**WRITTEN INSTRUCTION:** Copy everything in the data below exactly except the pictures.

**RECORDS SHOWN:**
════════

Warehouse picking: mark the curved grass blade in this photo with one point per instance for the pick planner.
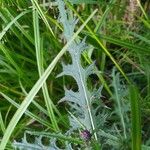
(135, 118)
(12, 22)
(37, 87)
(36, 5)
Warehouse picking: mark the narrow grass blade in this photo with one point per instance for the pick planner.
(39, 56)
(37, 87)
(34, 2)
(28, 113)
(135, 118)
(12, 22)
(2, 125)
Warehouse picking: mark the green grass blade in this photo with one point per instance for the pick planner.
(39, 56)
(34, 2)
(2, 125)
(26, 102)
(135, 118)
(28, 113)
(12, 22)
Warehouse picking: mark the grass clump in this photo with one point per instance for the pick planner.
(74, 75)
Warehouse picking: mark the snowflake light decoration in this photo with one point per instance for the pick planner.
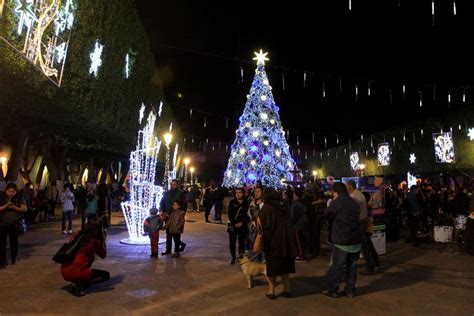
(39, 30)
(383, 155)
(444, 147)
(354, 160)
(96, 58)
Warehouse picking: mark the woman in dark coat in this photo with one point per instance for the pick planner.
(278, 241)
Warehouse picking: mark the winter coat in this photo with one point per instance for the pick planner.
(343, 218)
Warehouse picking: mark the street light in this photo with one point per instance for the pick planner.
(167, 137)
(186, 163)
(192, 173)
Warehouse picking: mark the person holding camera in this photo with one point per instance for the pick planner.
(78, 271)
(237, 223)
(11, 206)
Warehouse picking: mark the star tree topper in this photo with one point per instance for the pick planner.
(261, 57)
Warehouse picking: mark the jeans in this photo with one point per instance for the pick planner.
(67, 215)
(218, 206)
(368, 250)
(233, 237)
(178, 244)
(154, 238)
(10, 231)
(343, 267)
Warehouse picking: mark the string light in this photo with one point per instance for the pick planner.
(144, 194)
(96, 58)
(264, 144)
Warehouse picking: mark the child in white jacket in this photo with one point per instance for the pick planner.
(67, 198)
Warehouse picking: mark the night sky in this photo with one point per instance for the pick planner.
(389, 42)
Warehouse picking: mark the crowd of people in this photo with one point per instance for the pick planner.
(277, 227)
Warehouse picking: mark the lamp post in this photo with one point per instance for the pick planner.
(192, 175)
(186, 163)
(167, 138)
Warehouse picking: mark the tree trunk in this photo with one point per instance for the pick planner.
(17, 155)
(39, 176)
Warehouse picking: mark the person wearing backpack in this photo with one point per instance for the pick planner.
(11, 206)
(78, 271)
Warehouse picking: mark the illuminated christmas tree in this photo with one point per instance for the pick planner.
(260, 151)
(144, 194)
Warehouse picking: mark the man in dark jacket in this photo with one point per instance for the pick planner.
(175, 194)
(238, 223)
(343, 218)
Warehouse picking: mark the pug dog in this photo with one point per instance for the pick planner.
(251, 268)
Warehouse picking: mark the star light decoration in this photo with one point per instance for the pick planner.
(260, 151)
(144, 194)
(383, 155)
(39, 30)
(261, 58)
(470, 133)
(96, 58)
(354, 160)
(444, 147)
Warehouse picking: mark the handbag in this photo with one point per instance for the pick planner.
(68, 251)
(258, 244)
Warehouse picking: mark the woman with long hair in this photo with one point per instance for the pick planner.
(79, 270)
(11, 206)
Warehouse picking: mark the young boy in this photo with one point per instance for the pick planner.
(174, 229)
(152, 226)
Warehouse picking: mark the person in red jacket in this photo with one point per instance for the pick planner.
(79, 270)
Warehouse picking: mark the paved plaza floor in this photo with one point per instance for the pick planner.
(416, 281)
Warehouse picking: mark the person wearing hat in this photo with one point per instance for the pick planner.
(152, 226)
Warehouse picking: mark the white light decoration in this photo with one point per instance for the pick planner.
(39, 30)
(261, 58)
(268, 158)
(144, 194)
(354, 160)
(160, 109)
(444, 147)
(411, 180)
(383, 155)
(96, 58)
(141, 114)
(127, 66)
(470, 133)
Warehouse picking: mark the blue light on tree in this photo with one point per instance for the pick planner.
(260, 151)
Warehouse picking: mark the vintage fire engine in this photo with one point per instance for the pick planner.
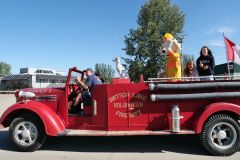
(209, 109)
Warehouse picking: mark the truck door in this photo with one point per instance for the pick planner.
(127, 105)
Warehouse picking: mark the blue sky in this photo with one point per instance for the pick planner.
(59, 34)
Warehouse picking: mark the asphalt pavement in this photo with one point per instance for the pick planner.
(172, 147)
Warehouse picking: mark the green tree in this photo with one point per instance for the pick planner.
(5, 69)
(105, 71)
(155, 18)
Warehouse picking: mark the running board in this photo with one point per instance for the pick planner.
(122, 133)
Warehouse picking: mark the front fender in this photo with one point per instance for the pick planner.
(212, 109)
(52, 122)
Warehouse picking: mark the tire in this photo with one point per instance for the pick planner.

════════

**SOLUTION BELOW:**
Warehouse picking: mark the curved grass blade in this photo with one point per instance for the pick planner.
(135, 118)
(12, 22)
(37, 87)
(36, 5)
Warehouse picking: mark the narrow grass blade in this photo with one point per instance for the pick planner.
(39, 56)
(37, 87)
(34, 2)
(28, 113)
(135, 118)
(12, 22)
(2, 125)
Warehouse picking: mark the green grass blade in this photo with one point per instance for the pick planner.
(39, 56)
(34, 2)
(2, 125)
(26, 102)
(135, 118)
(28, 113)
(12, 22)
Warehouse picking: mark the grass clump in this photo with one point per instance for the pick planner.
(74, 75)
Warehouse picking: mark the snowflake light decoration in this photo with one point per instance for the pick planner.
(39, 30)
(383, 155)
(444, 147)
(354, 160)
(96, 58)
Warehouse picking: mark the woman in dark coat in this photo with one point per instance for the pick planner.
(278, 241)
Warehouse picking: mark the winter coat in this photo with one point per instance for the pick planner.
(343, 218)
Warehouse picking: mark the street light in this photo with one point per instance for the pick planner.
(167, 137)
(186, 163)
(192, 173)
Warehouse picking: mark the person holding camera in this photo with one point per instance for the pick planner.
(78, 271)
(237, 223)
(11, 206)
Warehouse picking: mark the star tree topper in this photo with one point per instance for the pick planner.
(261, 57)
Warehouse picking: mark the jeans in this photo with one point per instance for the pick planner.
(67, 215)
(218, 206)
(368, 250)
(233, 237)
(178, 244)
(154, 238)
(10, 231)
(343, 267)
Warehouse picking: mark the string light in this photo with one point per instance for the pick planner.
(144, 194)
(96, 58)
(264, 144)
Warehouse picking: mark the child in white jacket in this photo with one point per instance for the pick planner.
(67, 198)
Warehouse picking: mark the night sky in this photo with one point per instance for the pick planner.
(389, 42)
Warehouse picking: mark the crowd of people in this photo with one point per instance for the pick planner.
(277, 227)
Warehouse picking: mark the lamp post in this photo with one point per instance for the pick planner.
(192, 175)
(186, 163)
(167, 138)
Warehouse picking: mark the tree trunk in this photo with one point per instance for the pick planner.
(17, 155)
(39, 176)
Warehouse picking: mark the person wearing backpack in this photo with one point per instance for the pick planner.
(11, 206)
(78, 271)
Warehouse picking: mark the illuminated christmas tree in this photo with one point per instance for the pick planner.
(260, 151)
(144, 194)
Warehouse picking: mark the man in dark jacket in this photo with one point per instance for the pick planner.
(175, 194)
(238, 223)
(343, 218)
Warehouse picking: mark the pug dog in this photo with one point per instance for the pick planner.
(251, 268)
Warehouse picking: mark the star light decoration in this photo with one point per instance for the pick planner.
(260, 151)
(144, 194)
(383, 155)
(39, 30)
(261, 58)
(470, 133)
(96, 58)
(354, 160)
(444, 147)
Warehouse picking: mark the handbag in this photo with one point per instance for the pick planner.
(68, 251)
(258, 244)
Warehouse picking: mark the woman with long hair in this photo with one point per instance for the pick planner.
(79, 270)
(11, 206)
Warehouse picking: mark the young boy in this photo with one point per instance for the pick planner.
(174, 229)
(152, 226)
Warehouse picking: mark the person in red jacket in this photo with one point per instance for the pick planner.
(79, 270)
Warehouse picking: mark the paved plaza floor in this photo with one point per instance for the pick planner.
(416, 281)
Warehouse picking: mark the person wearing hat in this photo with one point per instance for the pick planner.
(152, 226)
Warehouse picking: mark the white light decoration in this photo with one point per instance for the pick planner.
(39, 30)
(261, 58)
(268, 158)
(144, 194)
(354, 160)
(160, 109)
(444, 147)
(411, 180)
(383, 155)
(96, 58)
(141, 114)
(127, 66)
(470, 133)
Warehouse picking: mark the blue light on tree in this photo with one point per instance for the pick planner.
(260, 151)
Warehouse picking: mark the vintage fire engine in this photo with one point per instance for the pick planner.
(209, 109)
Warehouse picking: mark the truck door in this photo with one point per instance for the pick planner.
(127, 105)
Warehouse picking: mark the blue sky in this photo with one point per instance for the pick planner.
(59, 34)
Warehouse picking: mark the asphalt pavement in this photo with one point per instance for the pick planner.
(172, 147)
Warehouse picking: mark the green tree in this photo with one point per instance for the pick planner.
(5, 69)
(105, 71)
(155, 18)
Warehouse picking: mark the running board in this photo with one point per instance for the pick planner.
(122, 133)
Warehouse picking: mark the front fender in this photo with one point per instance for the pick planner.
(212, 109)
(52, 122)
Warehouse picking: mark the tire in this photo with one point per instance for the pick planner.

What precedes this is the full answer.